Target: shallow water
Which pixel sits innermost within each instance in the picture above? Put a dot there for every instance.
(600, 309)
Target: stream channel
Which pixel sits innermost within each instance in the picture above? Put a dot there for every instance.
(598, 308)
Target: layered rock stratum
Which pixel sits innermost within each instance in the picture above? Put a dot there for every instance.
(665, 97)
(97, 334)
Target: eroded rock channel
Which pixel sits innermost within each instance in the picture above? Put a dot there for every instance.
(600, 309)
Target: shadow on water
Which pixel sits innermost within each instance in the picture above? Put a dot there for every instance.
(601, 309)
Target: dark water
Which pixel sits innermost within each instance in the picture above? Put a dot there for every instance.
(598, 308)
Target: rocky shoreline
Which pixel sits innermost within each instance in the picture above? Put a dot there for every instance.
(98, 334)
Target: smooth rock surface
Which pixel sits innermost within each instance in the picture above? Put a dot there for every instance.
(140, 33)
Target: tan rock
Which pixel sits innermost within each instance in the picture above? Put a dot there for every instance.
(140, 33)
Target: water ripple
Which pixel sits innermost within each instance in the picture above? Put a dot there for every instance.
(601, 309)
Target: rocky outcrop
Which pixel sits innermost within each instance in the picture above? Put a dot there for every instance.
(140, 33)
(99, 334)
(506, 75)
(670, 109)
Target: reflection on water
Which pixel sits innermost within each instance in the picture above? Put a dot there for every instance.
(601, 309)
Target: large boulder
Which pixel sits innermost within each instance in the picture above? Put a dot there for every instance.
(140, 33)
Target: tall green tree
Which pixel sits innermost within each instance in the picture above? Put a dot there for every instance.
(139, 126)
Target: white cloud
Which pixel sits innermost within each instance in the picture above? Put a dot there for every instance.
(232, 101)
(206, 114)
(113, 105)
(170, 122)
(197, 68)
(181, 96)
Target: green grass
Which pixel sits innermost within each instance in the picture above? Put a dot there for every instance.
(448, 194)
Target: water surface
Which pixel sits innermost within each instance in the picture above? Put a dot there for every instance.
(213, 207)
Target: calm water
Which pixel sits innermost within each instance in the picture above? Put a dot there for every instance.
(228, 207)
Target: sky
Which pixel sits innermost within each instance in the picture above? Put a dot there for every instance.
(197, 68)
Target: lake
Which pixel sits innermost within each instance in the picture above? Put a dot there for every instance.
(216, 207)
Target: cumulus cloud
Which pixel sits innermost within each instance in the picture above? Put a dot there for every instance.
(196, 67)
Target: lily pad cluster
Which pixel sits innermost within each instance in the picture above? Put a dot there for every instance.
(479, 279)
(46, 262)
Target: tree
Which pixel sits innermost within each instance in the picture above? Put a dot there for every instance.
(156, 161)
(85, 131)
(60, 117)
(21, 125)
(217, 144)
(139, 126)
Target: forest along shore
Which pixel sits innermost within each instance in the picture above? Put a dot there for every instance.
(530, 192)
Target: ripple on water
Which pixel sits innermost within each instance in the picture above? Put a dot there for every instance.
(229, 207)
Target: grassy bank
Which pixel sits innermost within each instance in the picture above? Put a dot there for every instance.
◆ ◆ ◆
(Given problem)
Set down the rows above again without any change, beginning at the line that contains "Target: sky" and continuing through the last row.

(Completed task)
Target: sky
Which pixel sits innermost within each instance in the picture above? Put a dot there for every instance.
(197, 68)
Target: lake
Which pixel sits innermost within each instance in the picture above? Put a dot there for every instance.
(216, 207)
Target: cumulus cloud
Which pixel sits innermost within each instance in the picture above? Put a dot there for every instance.
(196, 67)
Target: lily pad cluster
Which pixel sits innermost within each instance in the picture above? Put a dot there for every instance.
(479, 279)
(46, 262)
Target: tree
Which pixel sits innermost within each instance in the picture above? Put a dot there for every instance.
(156, 161)
(85, 131)
(60, 117)
(21, 125)
(217, 144)
(139, 126)
Target: forest along shore
Which pixel sits innermost within each instance in the picture above? Put a dot there for every instance.
(530, 192)
Target: ripple on water
Which pixel sits innermost within each instance in the picture above? Put a dot there for every instance.
(229, 207)
Target: grassy bank
Which pixel sits innermost within each instance in the picture above? Put a dot there for every instance.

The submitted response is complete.